Copy out every line of the records below word for word, changing nothing.
▬▬▬▬▬▬
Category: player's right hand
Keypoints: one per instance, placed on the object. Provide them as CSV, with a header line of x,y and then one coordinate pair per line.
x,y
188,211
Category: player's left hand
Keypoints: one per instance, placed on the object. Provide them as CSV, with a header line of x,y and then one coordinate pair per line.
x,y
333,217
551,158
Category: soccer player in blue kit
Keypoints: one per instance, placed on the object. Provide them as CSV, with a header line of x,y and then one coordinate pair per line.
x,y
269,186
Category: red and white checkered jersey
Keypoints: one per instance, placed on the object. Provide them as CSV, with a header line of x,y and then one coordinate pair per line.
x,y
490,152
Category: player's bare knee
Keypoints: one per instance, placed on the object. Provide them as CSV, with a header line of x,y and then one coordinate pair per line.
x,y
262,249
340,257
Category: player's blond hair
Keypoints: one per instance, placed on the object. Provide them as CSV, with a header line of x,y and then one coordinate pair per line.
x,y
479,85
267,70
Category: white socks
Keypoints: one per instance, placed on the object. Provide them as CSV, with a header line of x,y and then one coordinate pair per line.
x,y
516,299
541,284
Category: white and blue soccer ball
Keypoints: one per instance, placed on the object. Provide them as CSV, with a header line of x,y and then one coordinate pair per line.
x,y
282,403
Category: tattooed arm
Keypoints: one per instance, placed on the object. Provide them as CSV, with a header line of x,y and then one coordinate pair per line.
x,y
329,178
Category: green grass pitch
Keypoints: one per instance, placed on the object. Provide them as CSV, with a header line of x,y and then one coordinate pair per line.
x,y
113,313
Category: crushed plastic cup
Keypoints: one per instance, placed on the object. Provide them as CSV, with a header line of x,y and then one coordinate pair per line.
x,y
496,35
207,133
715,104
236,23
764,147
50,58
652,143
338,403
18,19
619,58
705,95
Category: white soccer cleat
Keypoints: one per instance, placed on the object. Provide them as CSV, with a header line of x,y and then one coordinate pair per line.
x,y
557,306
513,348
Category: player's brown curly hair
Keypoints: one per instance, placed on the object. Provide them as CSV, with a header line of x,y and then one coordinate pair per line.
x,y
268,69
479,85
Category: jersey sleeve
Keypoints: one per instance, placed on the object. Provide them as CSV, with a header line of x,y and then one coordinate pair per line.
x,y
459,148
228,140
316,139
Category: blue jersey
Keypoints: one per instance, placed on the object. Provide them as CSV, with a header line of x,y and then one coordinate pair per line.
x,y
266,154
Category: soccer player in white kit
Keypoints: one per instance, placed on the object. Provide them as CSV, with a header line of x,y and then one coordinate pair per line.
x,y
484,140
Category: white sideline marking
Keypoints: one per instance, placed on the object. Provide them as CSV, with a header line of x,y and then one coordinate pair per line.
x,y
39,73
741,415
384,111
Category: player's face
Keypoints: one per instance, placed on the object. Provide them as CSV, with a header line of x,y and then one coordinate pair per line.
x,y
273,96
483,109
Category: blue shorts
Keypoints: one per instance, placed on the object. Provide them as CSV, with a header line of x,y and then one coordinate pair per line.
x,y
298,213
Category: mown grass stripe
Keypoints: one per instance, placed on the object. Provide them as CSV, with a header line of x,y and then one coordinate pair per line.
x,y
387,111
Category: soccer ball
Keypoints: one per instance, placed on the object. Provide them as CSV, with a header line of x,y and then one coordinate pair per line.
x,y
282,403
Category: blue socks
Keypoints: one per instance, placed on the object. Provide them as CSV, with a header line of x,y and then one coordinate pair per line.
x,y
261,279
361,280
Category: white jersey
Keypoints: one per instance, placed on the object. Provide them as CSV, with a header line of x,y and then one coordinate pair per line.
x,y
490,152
▬▬▬▬▬▬
■ RIGHT ANSWER
Category: player's right hand
Keypoints: one per instance, placed on the object. Provide them as CSV, with a header line of x,y and then one coordinate pair per line.
x,y
188,211
Category: player's left hand
Keypoints: one per instance, placed on the object. Provide them as CSV, with a header line of x,y and then one coordinate pair per line.
x,y
333,217
551,158
Category: soccer player in blue kit
Keypoints: one per instance, placed on the object. Provide them as CSV, with a header line of x,y and then one coordinate pair per line.
x,y
269,186
Category: red and white checkered jersey
Keypoints: one per instance, placed on the object. Provide them as CSV, with a header line of x,y and then one coordinate pair per line.
x,y
490,152
Category: player's bare knee
Keypoints: one per instance, placed on the object. Provide them as CSV, with a header line of x,y and then one coordinate pair per line.
x,y
262,249
340,257
Category: player's blond hair
Keypoints: one per instance, placed on the object. Provide them as CSV, with a header line of x,y and then one coordinate pair per line.
x,y
479,85
267,70
Category: white socks
Keypoints: one per instance, placed on the object. Provide them as CSV, with a header line of x,y and then one coordinate pair per line.
x,y
516,299
541,284
Category: white and blue soccer ball
Keypoints: one per instance, placed on the object. Provide them as CSV, with a header line of x,y and then one coordinate pair per line.
x,y
282,403
Category: tattooed arm
Keypoints: one per instance, placed on the object. Provide them as CSV, with a header line of x,y and then one coordinate pair per line.
x,y
329,178
Category: green grass pitch
Keypoints: one per instance, placed on the object. Provide them as CSV, with a header line of x,y and then one coordinate pair per line.
x,y
113,313
Category: crushed plastic cup
Keypoints: one per instance, placed on the object. Provide them as CSV, with a header line of x,y and then one coordinate pair per line.
x,y
496,35
207,133
715,104
236,23
764,147
50,58
652,143
338,403
18,19
619,58
705,95
Category: white soccer cleat
Keypoints: one per instance, placed on the object. Provide them as CSV, with a header line of x,y and then one coordinate pair per line.
x,y
557,306
513,348
Category: player's brown curly hair
Keypoints: one per instance, placed on the object. Provide them as CSV, with a header line of x,y and then one coordinate pair per line.
x,y
268,69
479,85
Category: jersey sleeve
Keypoints: one per instance, placed on the object. Provide them as CSV, with a header line of x,y and then one coordinate pair per line.
x,y
459,148
228,140
316,139
Category: blue jersey
Keypoints: one per instance, placed on the object. Provide them as CSV, with a header line of x,y and then one coordinate pair per line.
x,y
266,154
Category: soccer player in white kit
Keypoints: one per instance, placed on the object. Provide them as CSV, with a header line of x,y and then one coordinate pair per line.
x,y
484,140
Category: white sideline marking
Keypoints: one per instance, placed on the object. Provide them as CSV, with a header line of x,y and then one coordinate pair per line.
x,y
39,73
741,415
384,111
Category: player's face
Keypoints: one per instance, placed on the object. Provide them as CSV, with a header line of x,y and then one coordinate pair per line.
x,y
273,96
483,109
Category: blue shorts
Keypoints: one per instance, placed on the object. Provide them as CSV, with a header line of x,y and then one coordinate pair per line.
x,y
298,213
Category: mown grass stripe
Keypoints: one per instance, placed on the object. Provide them as CSV, with a header line of x,y and then one coordinate pair per line.
x,y
387,111
Category: soccer ball
Keypoints: one per instance, placed on the object. Provide them as CSV, with a header line of x,y and then one coordinate pair per line.
x,y
282,403
Category: blue socks
Keypoints: one per instance, placed on the object. Provide them as CSV, with a header line of x,y and then one coordinate pair per line.
x,y
261,279
361,280
Category: white jersey
Keypoints: one per instance, placed on the object. Provide them as CSV, with a header line of x,y and then one coordinate pair per line.
x,y
490,152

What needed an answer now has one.